__GIVEN TASK__
Transcribe the listing below verbatim, from its first line down to the line holding "(102, 1234)", inclusive.

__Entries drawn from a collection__
++++++
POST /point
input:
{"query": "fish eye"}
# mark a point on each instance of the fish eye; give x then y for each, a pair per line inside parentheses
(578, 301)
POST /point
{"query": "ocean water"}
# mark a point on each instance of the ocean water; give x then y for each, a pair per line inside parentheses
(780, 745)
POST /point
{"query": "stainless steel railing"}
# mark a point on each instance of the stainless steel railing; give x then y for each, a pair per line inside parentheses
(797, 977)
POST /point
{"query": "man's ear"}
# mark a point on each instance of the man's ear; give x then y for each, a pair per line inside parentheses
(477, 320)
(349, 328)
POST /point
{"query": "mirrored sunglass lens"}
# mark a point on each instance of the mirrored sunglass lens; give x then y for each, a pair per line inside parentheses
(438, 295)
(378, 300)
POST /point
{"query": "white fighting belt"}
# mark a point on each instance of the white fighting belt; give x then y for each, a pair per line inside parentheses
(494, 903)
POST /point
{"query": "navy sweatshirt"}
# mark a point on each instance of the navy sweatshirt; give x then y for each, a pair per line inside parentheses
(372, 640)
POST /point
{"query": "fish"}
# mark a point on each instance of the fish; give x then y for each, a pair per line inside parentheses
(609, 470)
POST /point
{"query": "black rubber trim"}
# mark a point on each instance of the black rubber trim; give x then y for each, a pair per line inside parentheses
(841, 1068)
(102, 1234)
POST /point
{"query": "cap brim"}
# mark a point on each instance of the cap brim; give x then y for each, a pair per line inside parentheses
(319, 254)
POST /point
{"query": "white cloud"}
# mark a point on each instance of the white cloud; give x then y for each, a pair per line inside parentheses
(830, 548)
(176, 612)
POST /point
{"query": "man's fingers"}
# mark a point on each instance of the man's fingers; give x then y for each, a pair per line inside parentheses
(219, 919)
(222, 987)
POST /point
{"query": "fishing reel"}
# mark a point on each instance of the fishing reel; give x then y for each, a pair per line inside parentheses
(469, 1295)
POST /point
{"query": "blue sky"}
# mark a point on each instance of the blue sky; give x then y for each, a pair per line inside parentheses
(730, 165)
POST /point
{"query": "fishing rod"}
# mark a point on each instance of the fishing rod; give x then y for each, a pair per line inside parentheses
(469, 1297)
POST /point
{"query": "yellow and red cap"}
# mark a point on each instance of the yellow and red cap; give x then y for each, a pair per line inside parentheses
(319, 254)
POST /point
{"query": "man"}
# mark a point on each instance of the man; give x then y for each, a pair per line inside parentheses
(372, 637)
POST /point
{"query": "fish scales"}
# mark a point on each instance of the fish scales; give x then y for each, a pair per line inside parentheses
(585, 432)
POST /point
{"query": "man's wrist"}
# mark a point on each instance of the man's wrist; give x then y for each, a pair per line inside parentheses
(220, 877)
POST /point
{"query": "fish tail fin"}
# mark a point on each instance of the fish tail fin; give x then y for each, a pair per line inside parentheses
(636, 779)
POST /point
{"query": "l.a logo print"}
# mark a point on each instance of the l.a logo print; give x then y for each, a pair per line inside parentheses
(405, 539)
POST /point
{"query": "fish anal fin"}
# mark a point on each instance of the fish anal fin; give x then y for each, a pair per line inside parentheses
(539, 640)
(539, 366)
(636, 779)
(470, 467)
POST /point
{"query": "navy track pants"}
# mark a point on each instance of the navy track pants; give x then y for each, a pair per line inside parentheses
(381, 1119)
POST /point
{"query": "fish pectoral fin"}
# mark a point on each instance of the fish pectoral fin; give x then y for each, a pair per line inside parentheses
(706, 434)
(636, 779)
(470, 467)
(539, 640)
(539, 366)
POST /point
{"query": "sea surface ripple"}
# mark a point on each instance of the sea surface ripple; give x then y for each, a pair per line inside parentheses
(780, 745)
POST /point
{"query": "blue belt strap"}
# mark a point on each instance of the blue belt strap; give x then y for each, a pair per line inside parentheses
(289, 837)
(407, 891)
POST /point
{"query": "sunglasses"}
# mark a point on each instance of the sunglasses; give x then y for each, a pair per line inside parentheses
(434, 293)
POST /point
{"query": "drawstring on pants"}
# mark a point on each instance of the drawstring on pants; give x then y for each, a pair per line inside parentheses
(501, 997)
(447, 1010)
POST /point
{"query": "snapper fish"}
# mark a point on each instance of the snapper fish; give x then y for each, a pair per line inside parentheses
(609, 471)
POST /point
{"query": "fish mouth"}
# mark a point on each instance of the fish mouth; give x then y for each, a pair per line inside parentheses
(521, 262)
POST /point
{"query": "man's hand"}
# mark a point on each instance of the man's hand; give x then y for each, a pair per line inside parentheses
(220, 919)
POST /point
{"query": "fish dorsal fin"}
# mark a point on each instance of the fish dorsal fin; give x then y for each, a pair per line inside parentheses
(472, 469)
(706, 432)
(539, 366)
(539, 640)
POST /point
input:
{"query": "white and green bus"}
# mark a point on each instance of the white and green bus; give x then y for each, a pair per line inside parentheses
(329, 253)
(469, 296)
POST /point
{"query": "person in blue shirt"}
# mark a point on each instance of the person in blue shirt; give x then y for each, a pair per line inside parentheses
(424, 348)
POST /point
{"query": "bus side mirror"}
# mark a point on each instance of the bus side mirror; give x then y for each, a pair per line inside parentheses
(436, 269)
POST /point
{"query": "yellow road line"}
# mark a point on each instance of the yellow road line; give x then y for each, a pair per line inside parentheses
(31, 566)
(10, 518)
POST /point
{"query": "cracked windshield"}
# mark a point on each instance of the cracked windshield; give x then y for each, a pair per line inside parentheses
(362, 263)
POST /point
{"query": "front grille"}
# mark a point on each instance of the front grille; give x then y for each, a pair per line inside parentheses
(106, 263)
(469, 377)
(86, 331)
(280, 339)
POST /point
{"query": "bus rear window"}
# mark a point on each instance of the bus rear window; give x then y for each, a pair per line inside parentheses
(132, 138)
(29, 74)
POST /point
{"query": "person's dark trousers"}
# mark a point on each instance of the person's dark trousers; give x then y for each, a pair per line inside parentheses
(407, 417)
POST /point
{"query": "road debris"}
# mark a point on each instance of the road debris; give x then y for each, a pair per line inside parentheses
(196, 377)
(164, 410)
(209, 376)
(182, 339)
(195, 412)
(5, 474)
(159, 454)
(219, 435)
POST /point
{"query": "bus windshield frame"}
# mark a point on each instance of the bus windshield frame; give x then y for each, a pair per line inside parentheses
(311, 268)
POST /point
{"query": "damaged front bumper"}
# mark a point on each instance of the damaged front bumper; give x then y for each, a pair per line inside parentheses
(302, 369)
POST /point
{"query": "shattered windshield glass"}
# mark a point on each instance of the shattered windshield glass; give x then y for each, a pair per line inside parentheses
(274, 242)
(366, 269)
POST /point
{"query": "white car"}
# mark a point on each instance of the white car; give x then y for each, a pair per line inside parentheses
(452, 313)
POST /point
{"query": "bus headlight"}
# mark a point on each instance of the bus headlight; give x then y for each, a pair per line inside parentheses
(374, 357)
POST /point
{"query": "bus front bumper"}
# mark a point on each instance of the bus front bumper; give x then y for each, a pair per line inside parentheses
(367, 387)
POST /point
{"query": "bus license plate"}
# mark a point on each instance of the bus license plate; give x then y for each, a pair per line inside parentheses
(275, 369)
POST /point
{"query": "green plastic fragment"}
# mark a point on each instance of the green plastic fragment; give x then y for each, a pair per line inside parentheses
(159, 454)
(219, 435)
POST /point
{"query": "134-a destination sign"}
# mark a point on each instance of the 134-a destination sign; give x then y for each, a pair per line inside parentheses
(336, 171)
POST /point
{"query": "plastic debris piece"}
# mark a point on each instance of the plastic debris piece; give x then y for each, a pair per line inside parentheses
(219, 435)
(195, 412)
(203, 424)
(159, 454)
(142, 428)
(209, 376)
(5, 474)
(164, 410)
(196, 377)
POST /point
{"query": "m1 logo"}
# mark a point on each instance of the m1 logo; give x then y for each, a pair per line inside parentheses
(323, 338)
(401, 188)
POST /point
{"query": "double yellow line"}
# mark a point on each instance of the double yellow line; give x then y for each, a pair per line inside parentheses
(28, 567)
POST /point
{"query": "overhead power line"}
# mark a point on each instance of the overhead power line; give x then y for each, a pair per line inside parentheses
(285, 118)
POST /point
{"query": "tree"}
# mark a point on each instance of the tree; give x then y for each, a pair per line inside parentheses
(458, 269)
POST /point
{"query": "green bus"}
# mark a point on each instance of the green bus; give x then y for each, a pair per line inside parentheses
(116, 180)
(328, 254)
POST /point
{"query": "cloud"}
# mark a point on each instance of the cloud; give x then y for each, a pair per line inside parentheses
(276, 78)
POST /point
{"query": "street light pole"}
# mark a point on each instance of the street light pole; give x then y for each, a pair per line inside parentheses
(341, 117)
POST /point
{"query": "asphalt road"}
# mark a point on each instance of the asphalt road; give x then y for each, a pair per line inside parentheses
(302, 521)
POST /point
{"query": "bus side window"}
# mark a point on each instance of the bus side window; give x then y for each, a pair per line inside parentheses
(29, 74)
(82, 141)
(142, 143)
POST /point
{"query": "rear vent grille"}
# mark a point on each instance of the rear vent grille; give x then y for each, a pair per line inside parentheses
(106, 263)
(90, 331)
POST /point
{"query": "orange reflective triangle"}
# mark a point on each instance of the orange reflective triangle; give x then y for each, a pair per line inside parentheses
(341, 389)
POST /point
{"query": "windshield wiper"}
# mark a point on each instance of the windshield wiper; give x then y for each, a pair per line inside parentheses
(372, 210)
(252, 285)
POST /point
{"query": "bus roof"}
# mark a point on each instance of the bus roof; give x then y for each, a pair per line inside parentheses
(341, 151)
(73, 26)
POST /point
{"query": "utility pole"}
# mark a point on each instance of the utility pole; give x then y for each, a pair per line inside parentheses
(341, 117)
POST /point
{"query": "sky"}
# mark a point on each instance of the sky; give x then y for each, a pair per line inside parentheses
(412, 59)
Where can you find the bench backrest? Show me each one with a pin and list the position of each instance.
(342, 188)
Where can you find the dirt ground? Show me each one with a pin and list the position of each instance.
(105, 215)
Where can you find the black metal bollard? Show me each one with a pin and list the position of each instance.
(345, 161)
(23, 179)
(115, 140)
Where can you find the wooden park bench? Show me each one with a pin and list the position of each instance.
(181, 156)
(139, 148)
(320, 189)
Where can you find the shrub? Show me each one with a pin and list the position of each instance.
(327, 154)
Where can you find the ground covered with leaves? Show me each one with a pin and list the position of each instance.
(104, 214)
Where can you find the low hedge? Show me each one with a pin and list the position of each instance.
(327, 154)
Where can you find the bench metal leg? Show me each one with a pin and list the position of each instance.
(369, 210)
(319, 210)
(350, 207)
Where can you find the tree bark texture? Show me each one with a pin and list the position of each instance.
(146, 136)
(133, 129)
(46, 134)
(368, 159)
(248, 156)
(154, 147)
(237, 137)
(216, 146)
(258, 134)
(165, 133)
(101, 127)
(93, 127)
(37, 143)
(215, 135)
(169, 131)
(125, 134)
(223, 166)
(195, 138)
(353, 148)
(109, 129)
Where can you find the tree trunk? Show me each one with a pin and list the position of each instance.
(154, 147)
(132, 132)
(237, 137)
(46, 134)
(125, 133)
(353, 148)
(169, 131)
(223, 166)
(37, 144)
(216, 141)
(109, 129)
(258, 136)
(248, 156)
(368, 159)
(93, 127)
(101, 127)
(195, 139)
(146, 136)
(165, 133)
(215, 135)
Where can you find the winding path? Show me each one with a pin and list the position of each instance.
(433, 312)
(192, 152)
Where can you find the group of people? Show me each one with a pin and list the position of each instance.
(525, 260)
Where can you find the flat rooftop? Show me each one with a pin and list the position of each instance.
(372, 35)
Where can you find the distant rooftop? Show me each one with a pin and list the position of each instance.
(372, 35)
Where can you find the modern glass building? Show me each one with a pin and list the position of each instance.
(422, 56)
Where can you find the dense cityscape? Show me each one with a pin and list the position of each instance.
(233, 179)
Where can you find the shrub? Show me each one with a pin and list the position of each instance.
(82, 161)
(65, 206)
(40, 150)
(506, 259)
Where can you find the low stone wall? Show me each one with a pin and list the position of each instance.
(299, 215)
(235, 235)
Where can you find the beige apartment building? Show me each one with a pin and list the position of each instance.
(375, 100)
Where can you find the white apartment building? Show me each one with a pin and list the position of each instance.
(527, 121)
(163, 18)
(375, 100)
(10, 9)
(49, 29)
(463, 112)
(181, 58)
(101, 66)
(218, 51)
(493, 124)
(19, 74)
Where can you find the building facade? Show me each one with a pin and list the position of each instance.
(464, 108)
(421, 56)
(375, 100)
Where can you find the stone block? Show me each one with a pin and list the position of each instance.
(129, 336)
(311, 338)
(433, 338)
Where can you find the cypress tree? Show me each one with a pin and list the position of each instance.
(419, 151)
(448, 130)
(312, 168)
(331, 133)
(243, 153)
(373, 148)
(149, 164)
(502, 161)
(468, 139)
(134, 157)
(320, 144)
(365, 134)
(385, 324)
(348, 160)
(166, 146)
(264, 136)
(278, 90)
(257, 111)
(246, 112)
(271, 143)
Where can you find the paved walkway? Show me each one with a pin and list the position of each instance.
++++++
__EXERCISE SOLUTION__
POST /point
input:
{"query": "fish eye"}
# mark a point on each instance of the fish eye; give x then y for each, a pair per line inside parentheses
(578, 301)
POST /point
{"query": "ocean water"}
# mark a point on each instance of the ocean water; give x then y for each, a pair per line inside parentheses
(780, 745)
POST /point
{"query": "stainless steel railing"}
# mark a point on each instance of the stainless steel railing; give x then y for each, a pair per line inside parentheses
(797, 977)
POST /point
{"query": "man's ear"}
# mark a point on each instance of the man's ear; give x then y for each, a pair per line inside parentheses
(477, 320)
(349, 328)
POST /point
{"query": "mirrored sunglass lens"}
# mark a point on each instance of the mirrored sunglass lens; give x then y for each, a pair per line inside parentheses
(438, 295)
(378, 300)
POST /point
{"query": "white fighting belt"}
# mark a point on each instance of the white fighting belt; give x then y for each, a pair per line inside parentheses
(494, 903)
POST /point
{"query": "navy sweatshirt"}
# mark a point on each instance of the navy sweatshirt; give x then y for each, a pair per line inside parentheses
(372, 640)
POST /point
{"query": "fish"}
# mark a point on each instance of the fish; give x then y for each, a pair per line inside parentheses
(609, 470)
POST /point
{"query": "black rubber trim"}
# mark a point on each instance of the black rubber trim; give x then y for each, a pair per line inside parentheses
(841, 1068)
(102, 1234)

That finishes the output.